**TRECHO FORNECIDO:**
== == ==
Neste  ano, contará com um total de 301 filmes na programação, incluindo programas especiais como a exibição  Godard + Zé Celso, em homenagem aos artistas falecidos recentemente - com exibição do novo filme de Godard, lançado no Festival de Cannes e ainda inédito no Brasil, Trailer do filme que nunca existirá: ‘guerras de mentira’ (2023). 

A programação completa está disponível no site do festival (https://2023.kinoforum.org/), que conta ainda com os panoramas brasileiro, latino-americano, internacional, mostras de cinema experimental e retrospectivas importantes, com destaque para o cinema indígena contemporâneo e o prêmio estímulo - que foi um importante mecanismo de financiamento ao curta metragem paulista.

A Mnemocine entrevistou os organizadores do festival para entender a história do evento e a trajetória do curta-metragem no Brasil, tal como o que se vislumbra no futuro. A entrevista com Zita Carvalhosa, diretora do festival e produtora audiovisual, e Francisco César Filho, coordenador de comunicação e do comitê de programas brasileiros, é uma aula para qualquer um interessado em realizar ou entender o formato curta-metragem no Brasil, e a eles agradecemos pela recepção.

 

Luca Scupino: Para começar, o que é o Kinoforum? Qual é a atuação da associação para além do festival de curtas?

Zita Carvalhosa:  A Associação Cultural Kinoforum foi criada para produzir o festival de curtas, que já existia desde 1990. O Kinoforum é uma associação cultural que reúne pessoas interessadas no desenvolvimento do cinema brasileiro, do audiovisual. Não é só do cinema, do audiovisual brasileiro. A gente acredita que esse desenvolvimento passa historicamente pelo curta-metragem, e eu espero que futuramente também passe, porque é um espaço de experimentação muito forte.

A Kinoforum faz outras atividades também, entre elas as oficinas de realização audiovisual. Nossa ideia é juntar um grupo que tem interesse em aprender e pegar talentos dessa área para conversar com eles. Não é uma formação universitária, mas é uma formação que tem começo, meio e fim. Tem uma proposta, sempre tem um produto que é feito junto, e num espaço de tempo que a pessoa possa pegar o gosto pelo fazer.  A ideia é lançar a isca, lançar a ideia de fazer cinema.  Outro importante projeto é o Guia Kinoforum de festivais, listando e verificando os festivais, ficha de inscrição, e disponibilizamos online para todos consultarem.

 

LS: Uma pergunta simples. Por que realizar um festival de cinema no Brasil, especialmente de curtas-metragens, apesar das dificuldades?
== == ==
**TAREFA ESCRITA 1:**
Informe todas as linhas dos registros que contêm a palavra "overcast", respeitando a diferença entre maiúsculas e minúsculas.
O trecho e os registros não têm nenhuma relação entre si.
== == ==
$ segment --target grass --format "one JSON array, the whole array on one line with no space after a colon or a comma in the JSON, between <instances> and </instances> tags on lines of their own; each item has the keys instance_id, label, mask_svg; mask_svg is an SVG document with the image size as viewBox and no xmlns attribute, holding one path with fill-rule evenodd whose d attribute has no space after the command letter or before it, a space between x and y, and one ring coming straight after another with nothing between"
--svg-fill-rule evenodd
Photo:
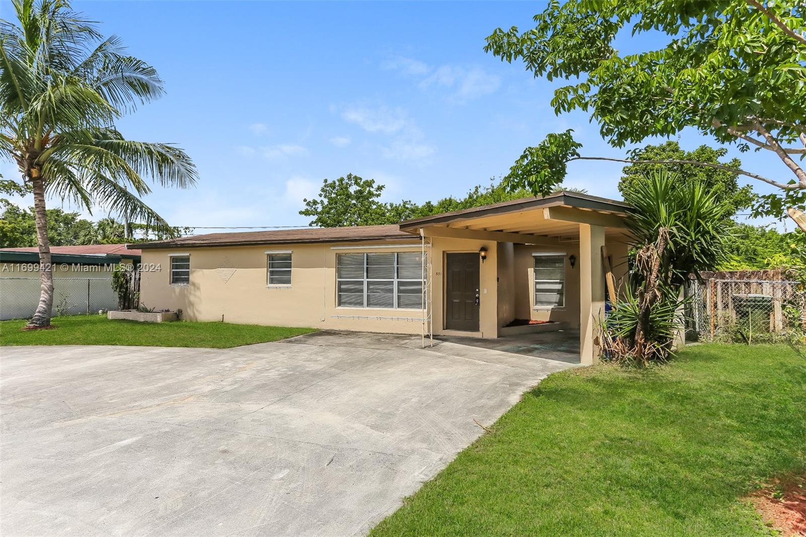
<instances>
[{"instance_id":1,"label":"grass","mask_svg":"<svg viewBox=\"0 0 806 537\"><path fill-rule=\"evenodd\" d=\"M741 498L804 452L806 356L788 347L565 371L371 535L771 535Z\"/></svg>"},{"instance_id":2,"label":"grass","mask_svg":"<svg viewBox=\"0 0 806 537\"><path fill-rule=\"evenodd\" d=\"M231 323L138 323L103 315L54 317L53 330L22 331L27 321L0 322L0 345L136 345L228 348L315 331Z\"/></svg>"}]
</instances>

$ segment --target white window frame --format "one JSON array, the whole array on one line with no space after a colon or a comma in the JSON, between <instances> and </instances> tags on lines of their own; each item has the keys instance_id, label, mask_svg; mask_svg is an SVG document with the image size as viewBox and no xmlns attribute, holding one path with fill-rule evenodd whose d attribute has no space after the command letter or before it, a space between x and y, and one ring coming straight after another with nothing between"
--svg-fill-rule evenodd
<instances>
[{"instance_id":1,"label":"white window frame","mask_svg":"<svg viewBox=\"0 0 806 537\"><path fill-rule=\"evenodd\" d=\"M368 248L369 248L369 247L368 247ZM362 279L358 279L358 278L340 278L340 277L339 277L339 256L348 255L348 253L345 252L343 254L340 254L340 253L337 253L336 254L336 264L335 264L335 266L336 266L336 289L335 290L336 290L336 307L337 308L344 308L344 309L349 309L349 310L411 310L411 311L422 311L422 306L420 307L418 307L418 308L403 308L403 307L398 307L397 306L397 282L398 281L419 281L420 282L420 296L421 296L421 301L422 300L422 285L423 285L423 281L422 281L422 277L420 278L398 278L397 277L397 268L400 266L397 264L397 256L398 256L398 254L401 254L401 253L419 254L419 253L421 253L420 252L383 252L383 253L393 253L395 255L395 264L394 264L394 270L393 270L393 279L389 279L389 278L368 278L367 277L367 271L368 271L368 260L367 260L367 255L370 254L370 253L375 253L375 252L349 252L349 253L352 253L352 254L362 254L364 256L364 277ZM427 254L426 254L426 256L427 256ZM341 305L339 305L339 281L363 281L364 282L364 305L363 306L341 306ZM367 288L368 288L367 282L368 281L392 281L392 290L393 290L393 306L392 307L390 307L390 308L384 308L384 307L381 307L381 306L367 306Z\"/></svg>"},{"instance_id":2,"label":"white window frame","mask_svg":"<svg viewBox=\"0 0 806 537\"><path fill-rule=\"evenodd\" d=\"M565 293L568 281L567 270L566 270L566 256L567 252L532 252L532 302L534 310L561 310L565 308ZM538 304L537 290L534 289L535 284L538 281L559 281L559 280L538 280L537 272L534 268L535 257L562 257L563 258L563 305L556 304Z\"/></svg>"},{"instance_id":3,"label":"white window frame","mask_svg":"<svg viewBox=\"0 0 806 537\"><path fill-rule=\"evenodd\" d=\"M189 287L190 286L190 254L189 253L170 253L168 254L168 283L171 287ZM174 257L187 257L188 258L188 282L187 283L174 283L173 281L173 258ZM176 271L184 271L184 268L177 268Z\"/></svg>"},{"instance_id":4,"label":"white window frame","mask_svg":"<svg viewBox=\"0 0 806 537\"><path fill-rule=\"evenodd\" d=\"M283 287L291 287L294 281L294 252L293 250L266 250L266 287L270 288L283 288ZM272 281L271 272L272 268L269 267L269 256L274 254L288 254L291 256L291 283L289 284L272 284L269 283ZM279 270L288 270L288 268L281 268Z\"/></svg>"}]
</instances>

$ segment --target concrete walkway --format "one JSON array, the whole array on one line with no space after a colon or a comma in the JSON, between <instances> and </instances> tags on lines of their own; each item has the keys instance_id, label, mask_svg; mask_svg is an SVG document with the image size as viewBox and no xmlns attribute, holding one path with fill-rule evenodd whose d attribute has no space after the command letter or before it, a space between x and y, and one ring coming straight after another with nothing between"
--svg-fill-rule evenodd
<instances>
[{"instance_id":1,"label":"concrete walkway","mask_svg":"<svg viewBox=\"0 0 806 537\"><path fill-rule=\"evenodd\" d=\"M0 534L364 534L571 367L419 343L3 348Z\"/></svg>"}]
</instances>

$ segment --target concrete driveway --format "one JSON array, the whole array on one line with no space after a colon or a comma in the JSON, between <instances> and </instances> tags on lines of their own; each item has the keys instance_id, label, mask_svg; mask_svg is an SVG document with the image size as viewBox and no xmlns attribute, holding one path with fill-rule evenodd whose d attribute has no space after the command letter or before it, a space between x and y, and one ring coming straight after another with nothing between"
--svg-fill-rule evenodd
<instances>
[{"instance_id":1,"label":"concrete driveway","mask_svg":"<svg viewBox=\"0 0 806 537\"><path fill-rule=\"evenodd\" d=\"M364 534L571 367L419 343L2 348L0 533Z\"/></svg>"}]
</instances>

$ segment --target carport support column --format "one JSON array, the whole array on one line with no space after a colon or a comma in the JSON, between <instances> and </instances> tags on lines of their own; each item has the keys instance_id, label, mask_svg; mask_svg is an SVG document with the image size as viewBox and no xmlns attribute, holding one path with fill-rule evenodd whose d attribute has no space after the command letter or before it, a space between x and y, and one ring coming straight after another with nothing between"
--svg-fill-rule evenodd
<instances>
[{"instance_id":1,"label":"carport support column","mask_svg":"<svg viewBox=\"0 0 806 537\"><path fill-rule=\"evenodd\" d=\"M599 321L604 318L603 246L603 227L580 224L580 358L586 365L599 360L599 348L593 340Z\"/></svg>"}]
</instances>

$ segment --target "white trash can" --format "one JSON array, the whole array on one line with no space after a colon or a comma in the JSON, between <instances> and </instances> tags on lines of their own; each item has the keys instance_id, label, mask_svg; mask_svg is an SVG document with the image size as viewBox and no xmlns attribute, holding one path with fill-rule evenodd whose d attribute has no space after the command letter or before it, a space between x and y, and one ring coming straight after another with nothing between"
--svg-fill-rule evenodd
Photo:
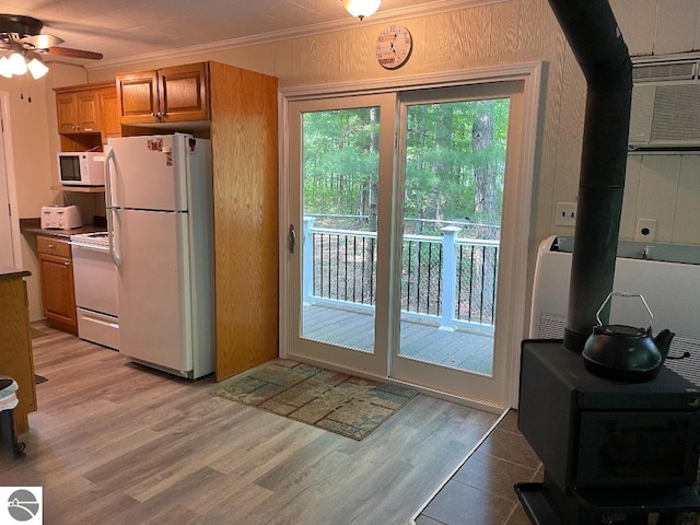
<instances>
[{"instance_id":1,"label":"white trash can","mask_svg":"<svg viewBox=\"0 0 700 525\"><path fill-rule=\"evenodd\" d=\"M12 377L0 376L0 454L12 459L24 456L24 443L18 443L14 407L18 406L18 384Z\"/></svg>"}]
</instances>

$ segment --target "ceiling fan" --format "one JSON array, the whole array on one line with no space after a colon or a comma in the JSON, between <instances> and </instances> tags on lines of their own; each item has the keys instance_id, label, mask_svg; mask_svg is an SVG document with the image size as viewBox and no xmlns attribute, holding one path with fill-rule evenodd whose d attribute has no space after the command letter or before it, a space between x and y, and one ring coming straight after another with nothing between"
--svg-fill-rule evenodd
== == ==
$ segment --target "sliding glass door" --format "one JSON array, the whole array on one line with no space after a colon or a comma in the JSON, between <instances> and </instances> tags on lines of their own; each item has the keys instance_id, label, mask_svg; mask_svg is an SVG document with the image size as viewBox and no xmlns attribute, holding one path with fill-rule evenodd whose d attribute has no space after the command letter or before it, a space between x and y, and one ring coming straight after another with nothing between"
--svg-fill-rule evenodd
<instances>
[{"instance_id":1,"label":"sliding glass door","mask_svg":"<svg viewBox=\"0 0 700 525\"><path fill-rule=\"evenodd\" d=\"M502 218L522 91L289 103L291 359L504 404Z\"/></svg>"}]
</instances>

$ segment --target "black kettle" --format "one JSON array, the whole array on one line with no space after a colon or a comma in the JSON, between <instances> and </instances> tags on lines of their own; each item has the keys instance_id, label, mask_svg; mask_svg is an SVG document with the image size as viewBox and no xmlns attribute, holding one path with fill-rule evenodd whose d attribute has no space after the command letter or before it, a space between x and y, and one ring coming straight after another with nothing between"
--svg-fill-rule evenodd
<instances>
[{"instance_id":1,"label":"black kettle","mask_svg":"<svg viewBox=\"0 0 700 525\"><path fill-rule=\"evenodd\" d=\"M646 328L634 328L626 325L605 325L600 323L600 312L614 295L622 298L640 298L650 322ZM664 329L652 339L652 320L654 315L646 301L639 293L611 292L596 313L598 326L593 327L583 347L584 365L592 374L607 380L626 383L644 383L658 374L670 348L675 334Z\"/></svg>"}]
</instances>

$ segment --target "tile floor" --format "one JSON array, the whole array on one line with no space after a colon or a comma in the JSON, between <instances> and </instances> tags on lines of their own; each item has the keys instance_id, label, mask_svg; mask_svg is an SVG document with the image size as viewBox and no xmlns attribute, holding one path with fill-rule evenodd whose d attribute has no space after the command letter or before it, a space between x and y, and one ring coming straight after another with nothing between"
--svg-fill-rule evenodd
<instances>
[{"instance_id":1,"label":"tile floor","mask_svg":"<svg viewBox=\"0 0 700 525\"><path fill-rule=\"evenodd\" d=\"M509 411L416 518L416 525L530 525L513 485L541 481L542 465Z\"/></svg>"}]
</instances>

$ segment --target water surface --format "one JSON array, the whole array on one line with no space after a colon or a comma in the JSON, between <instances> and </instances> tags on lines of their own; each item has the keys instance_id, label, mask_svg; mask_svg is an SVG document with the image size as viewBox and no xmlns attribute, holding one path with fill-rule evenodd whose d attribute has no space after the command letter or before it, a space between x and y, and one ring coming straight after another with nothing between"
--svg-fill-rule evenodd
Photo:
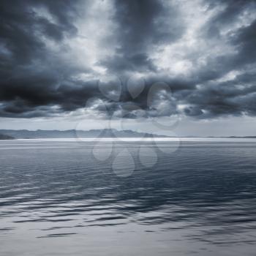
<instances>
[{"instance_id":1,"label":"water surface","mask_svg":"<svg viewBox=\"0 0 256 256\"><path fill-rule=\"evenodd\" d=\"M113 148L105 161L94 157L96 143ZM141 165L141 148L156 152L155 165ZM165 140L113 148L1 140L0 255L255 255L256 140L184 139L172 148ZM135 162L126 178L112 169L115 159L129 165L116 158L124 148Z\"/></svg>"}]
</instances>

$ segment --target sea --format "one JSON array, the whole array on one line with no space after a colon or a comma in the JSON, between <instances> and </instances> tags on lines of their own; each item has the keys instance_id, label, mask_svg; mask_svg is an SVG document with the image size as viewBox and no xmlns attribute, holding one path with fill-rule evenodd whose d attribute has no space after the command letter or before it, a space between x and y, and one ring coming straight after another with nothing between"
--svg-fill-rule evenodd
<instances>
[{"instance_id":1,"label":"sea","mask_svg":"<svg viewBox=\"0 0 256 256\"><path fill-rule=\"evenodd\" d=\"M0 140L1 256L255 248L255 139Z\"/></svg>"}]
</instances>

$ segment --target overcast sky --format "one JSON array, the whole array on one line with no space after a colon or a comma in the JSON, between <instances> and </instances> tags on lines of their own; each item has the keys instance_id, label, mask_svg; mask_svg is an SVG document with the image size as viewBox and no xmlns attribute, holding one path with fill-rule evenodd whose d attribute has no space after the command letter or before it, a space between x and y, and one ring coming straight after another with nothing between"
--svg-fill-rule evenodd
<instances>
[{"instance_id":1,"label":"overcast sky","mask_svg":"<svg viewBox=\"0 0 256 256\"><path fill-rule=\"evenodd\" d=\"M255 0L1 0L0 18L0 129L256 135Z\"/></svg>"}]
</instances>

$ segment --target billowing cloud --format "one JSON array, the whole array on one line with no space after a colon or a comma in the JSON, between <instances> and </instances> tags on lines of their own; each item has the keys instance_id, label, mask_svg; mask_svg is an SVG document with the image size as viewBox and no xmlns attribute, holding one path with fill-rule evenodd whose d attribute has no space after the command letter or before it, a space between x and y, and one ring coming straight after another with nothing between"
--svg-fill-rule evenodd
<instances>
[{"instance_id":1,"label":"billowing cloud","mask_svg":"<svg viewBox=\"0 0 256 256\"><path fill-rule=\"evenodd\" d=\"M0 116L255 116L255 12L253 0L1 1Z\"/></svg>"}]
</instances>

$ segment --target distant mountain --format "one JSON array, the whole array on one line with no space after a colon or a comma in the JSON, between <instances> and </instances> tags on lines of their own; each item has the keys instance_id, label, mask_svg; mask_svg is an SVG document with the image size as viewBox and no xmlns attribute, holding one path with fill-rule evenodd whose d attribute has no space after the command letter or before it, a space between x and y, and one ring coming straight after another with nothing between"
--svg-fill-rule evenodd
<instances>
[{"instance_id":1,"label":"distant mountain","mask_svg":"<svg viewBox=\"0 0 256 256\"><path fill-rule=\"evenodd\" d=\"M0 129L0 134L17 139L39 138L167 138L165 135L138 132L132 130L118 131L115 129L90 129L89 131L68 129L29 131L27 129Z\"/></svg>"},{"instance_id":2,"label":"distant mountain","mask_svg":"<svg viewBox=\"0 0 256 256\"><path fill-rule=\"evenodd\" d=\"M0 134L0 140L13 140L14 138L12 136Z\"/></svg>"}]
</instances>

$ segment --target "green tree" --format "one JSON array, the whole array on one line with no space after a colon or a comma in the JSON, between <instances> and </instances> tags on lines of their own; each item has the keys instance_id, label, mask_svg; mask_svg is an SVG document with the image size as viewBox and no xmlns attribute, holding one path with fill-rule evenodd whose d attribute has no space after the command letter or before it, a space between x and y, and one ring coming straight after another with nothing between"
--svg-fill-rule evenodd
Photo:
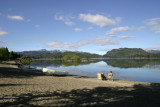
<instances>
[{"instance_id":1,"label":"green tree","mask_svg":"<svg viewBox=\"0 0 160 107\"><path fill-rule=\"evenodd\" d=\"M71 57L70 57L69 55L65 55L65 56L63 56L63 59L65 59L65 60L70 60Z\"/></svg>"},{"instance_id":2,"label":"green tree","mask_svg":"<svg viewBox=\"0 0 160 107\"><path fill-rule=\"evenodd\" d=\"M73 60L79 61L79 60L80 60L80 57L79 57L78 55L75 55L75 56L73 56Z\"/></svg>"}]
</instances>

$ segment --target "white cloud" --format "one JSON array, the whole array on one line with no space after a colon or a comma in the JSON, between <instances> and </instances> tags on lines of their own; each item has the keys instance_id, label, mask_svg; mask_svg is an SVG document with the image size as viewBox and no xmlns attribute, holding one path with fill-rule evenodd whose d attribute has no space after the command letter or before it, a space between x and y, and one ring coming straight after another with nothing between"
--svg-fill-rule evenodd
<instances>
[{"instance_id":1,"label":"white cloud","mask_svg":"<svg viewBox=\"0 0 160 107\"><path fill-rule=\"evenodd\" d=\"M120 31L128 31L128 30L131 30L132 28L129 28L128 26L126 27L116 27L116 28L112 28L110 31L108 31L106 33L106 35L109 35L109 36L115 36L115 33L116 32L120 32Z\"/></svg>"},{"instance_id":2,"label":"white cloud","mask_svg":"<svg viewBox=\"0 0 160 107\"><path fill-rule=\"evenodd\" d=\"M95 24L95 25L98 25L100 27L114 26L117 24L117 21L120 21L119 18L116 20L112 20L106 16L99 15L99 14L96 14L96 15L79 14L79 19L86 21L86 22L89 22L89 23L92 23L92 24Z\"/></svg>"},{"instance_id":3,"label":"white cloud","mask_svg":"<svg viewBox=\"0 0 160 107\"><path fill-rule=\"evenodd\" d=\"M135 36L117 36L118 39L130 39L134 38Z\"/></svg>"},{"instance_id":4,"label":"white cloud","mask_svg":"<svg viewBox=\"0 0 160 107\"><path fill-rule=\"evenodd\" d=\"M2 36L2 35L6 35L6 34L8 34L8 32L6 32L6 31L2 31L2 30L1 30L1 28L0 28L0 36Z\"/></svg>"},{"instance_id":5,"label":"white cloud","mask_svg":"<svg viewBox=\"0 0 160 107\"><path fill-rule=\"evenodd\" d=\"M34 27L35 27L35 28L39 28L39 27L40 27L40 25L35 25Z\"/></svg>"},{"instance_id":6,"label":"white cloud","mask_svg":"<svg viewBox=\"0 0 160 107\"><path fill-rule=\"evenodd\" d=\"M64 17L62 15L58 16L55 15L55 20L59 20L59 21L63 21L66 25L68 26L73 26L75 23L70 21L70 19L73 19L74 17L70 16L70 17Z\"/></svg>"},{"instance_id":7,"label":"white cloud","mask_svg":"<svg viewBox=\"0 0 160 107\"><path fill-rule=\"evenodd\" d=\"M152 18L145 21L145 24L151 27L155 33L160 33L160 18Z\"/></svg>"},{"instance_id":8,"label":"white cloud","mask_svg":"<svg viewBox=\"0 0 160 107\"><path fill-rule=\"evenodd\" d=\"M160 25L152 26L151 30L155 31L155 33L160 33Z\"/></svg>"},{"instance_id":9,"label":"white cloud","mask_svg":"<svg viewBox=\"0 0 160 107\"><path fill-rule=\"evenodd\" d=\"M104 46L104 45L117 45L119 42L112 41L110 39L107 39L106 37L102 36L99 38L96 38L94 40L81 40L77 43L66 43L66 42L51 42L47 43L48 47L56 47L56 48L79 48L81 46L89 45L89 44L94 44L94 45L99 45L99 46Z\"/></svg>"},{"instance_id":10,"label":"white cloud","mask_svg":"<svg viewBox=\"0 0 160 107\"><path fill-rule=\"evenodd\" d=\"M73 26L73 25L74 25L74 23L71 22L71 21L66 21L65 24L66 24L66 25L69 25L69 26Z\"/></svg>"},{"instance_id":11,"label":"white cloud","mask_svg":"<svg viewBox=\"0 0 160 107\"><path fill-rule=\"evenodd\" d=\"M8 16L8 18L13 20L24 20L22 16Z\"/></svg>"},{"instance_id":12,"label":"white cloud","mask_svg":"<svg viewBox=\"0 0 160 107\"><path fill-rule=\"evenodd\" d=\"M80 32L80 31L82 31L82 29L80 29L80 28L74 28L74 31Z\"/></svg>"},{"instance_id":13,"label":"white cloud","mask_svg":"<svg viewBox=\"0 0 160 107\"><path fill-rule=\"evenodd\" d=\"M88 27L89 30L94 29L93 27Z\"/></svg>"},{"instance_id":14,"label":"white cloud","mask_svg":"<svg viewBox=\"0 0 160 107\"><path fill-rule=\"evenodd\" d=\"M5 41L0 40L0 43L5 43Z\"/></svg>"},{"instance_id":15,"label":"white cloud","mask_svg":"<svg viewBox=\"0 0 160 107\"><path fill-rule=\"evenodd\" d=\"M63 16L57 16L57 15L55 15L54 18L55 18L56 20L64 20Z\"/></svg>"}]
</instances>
== == ==
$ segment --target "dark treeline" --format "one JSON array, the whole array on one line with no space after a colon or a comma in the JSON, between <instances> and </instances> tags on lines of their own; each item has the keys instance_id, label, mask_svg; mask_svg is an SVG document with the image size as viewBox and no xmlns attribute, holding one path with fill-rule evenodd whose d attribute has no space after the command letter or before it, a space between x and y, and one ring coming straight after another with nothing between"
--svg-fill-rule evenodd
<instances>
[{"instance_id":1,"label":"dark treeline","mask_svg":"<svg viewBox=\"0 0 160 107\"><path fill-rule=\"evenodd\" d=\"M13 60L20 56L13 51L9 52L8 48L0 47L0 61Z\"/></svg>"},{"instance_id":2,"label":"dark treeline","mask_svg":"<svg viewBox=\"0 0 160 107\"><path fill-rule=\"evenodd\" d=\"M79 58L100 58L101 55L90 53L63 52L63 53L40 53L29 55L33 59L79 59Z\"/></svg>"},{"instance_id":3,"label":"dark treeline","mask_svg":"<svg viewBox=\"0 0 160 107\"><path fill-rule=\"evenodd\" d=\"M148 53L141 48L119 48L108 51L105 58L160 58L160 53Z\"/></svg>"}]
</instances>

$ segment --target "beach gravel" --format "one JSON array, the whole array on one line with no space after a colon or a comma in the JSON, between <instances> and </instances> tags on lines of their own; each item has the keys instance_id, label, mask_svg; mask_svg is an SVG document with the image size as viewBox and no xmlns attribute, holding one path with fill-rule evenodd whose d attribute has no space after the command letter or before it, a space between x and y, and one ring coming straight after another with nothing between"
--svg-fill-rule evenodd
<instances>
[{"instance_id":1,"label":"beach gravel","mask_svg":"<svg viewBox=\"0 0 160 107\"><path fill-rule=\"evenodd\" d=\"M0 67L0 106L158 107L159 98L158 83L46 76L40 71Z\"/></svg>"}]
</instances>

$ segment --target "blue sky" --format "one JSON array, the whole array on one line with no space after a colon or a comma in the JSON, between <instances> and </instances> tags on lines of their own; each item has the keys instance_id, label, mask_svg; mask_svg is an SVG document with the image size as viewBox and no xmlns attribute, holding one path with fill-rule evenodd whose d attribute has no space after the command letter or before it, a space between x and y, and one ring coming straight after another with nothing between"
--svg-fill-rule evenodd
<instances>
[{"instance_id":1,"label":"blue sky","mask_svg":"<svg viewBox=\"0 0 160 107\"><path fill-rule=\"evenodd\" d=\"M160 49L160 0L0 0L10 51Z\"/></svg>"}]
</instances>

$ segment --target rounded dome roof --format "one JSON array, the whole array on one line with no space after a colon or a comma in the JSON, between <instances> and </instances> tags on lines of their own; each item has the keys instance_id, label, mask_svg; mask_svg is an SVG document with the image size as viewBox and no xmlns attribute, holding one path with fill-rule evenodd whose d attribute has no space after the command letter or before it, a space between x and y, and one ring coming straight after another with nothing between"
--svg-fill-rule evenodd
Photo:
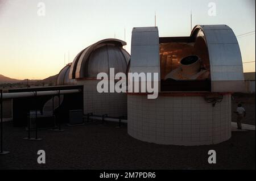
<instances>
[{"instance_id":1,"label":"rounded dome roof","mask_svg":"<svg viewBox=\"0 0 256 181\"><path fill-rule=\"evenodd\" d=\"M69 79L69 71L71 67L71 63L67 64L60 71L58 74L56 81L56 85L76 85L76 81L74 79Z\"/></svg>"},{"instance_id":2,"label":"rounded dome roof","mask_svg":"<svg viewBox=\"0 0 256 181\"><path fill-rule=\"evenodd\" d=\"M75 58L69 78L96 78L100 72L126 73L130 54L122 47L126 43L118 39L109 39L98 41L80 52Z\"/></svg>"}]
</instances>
== == ==
**TAREFA ESCRITA 2:**
Retome a entrevista sobre o festival de curtas-metragens a partir do ponto em que o trecho termina.

**RESPOSTA 1:**
$ segment --target overcast sky --format "one JSON array, the whole array on one line with no space after a colon or a comma in the JSON, between <instances> and </instances> tags on lines of their own; each item has the keys instance_id, label, mask_svg; mask_svg is an SVG document with the image size as viewBox and no xmlns attribute, holding one path with fill-rule evenodd whose d attribute has no space after the command letter or before it, a space between x and y, and one ring coming straight after another with nothing between"
[{"instance_id":1,"label":"overcast sky","mask_svg":"<svg viewBox=\"0 0 256 256\"><path fill-rule=\"evenodd\" d=\"M255 0L1 0L0 18L0 129L256 135Z\"/></svg>"}]

**RESPOSTA 2:**
ZC: Porque apesar das dificuldades, é muito importante organizar um festival de cinema no Brasil. Quando criamos o festival, a gente acreditava que o curta-metragem precisava expandir as suas vitrines, as suas salas. Era uma época que ainda passava curta-metragem antes do longa nos cinemas. E daí a ideia de reuni-los para fazer um pensamento junto dos realizadores trocando experiências, e essa produção poder ser vista por mais gente. E hoje em dia, a gente está de novo diminuindo a presença do cinema brasileiro no mercado.  Não temos nem mais as cotas de tela.  Os festivais tem essa importância de mostrar como a gente gosta de assistir filmes brasileiros, e filmes internacionais. 

Desde o começo era um festival internacional. Sempre quisemos fazer essa troca para convidar as pessoas de fora para virem aqui conhecer o cinema brasileiro e criar, para os brasileiros que gostam de cinema, outras frentes. Então é um festival internacional, tem mostra nacional, mostra latinoamericana, mostra brasileira… E daí os programas especiais, assuntos que estão em pauta e assuntos que a gente gostaria que estivessem em pauta. Acho que é essa a matemática de organizar um festival, você permite às pessoas serem realizadores, espectadores e técnicos, tudo ao mesmo tempo.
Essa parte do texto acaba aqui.